Please echo every row below word for word, leaving the pictures out of your answer.

****************************************

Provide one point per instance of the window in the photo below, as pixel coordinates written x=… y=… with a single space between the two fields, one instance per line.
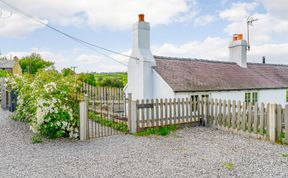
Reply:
x=251 y=97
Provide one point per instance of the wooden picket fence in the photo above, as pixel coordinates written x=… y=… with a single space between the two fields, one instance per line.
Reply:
x=268 y=121
x=105 y=107
x=163 y=112
x=1 y=83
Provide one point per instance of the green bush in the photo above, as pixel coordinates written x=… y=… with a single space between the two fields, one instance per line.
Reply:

****************************************

▸ **THE OUTPUT**
Provide one point per instance of the window in the photo below, as pixel coordinates written x=… y=… with a single space between the two fields, one instance per line.
Reply:
x=251 y=97
Provide one point per instance of the wooden picket fence in the photo above, as pixel coordinates written x=… y=… with a single space between the two fields, one instance per line.
Reply:
x=268 y=121
x=105 y=107
x=163 y=112
x=1 y=83
Provide one point per instance of the green bush in the photo above, as pixel coordinates written x=… y=… with a single space between the two fields, one instance per line.
Reply:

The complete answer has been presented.